FIELD OF THE INVENTION
- BACKGROUND OF THE INVENTION
The present invention relates generally to stability control systems for automotive vehicles, and more particularly relates to preventing a rollover propensity in an automotive vehicle.
Stability control systems, either for yaw stability or roll stability, detect an instability or potential instability in a vehicle's dynamics and modify the dynamics to ensure stability. Typically, such stability control systems utilize a controller receiving various inputs from sensors such as a yaw rate sensor, a speed sensor (wheel and/or vehicle speed), a lateral acceleration sensor, a roll rate sensor, a steering angle sensor, a longitudinal acceleration sensor, and a pitch rate sensor. The controller may also utilize other inputs, which can be sensed, inferred or estimated.
The stability control system generally acts when the vehicle is performing a dynamic maneuver such as a high speed turn or slalom maneuver. Typically, the controller of the stability control system will send a control input signal to another control system such a brake control system (such as ABS), a powertrain system, or a steering control system (when the vehicle is capable of controlled steering). For example, a particular wheel may be actively braked, its torque reduced, or its steering angle adjusted. One exemplary stability control system is described in United States Patent Application Publication U.S. 2001/0008986 A1, the disclosure of which is hereby incorporated by reference in its entirety.

Data:
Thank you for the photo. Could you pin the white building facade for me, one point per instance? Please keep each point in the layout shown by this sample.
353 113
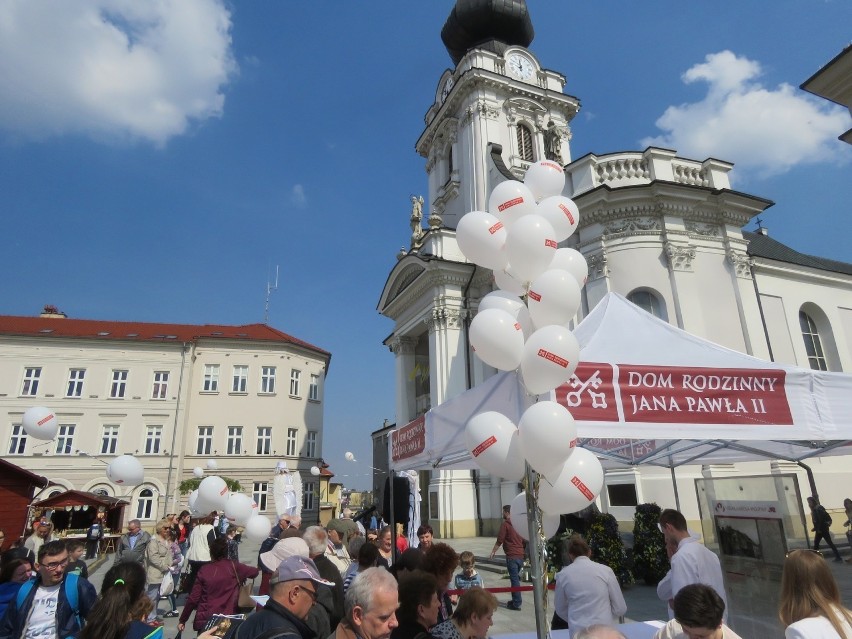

What this exercise asks:
• a. Do these statements agree with the vehicle stability control text? For each, answer yes or no and quote the deciding words exactly.
(i) A stability control system generally acts when the vehicle performs a dynamic maneuver such as a high speed turn.
(ii) The controller uses only inputs that sensors measure directly.
(iii) The controller can send its control input signal to a steering control system on any vehicle.
• b. In the vehicle stability control text, which publication describes one exemplary stability control system?
• c. Copy out the vehicle stability control text word for word, everything from "Stability control systems, either" down to "inferred or estimated.".

Answers for the exercise:
• a.
(i) Yes: "The stability control system generally acts when the vehicle is performing a dynamic maneuver such as a high speed turn or slalom maneuver."
(ii) No: "The controller may also utilize other inputs, which can be sensed, inferred or estimated."
(iii) No: "or a steering control system (when the vehicle is capable of controlled steering)"

• b. United States Patent Application Publication U.S. 2001/0008986 A1.

• c.
Stability control systems, either for yaw stability or roll stability, detect an instability or potential instability in a vehicle's dynamics and modify the dynamics to ensure stability. Typically, such stability control systems utilize a controller receiving various inputs from sensors such as a yaw rate sensor, a speed sensor (wheel and/or vehicle speed), a lateral acceleration sensor, a roll rate sensor, a steering angle sensor, a longitudinal acceleration sensor, and a pitch rate sensor. The controller may also utilize other inputs, which can be sensed, inferred or estimated.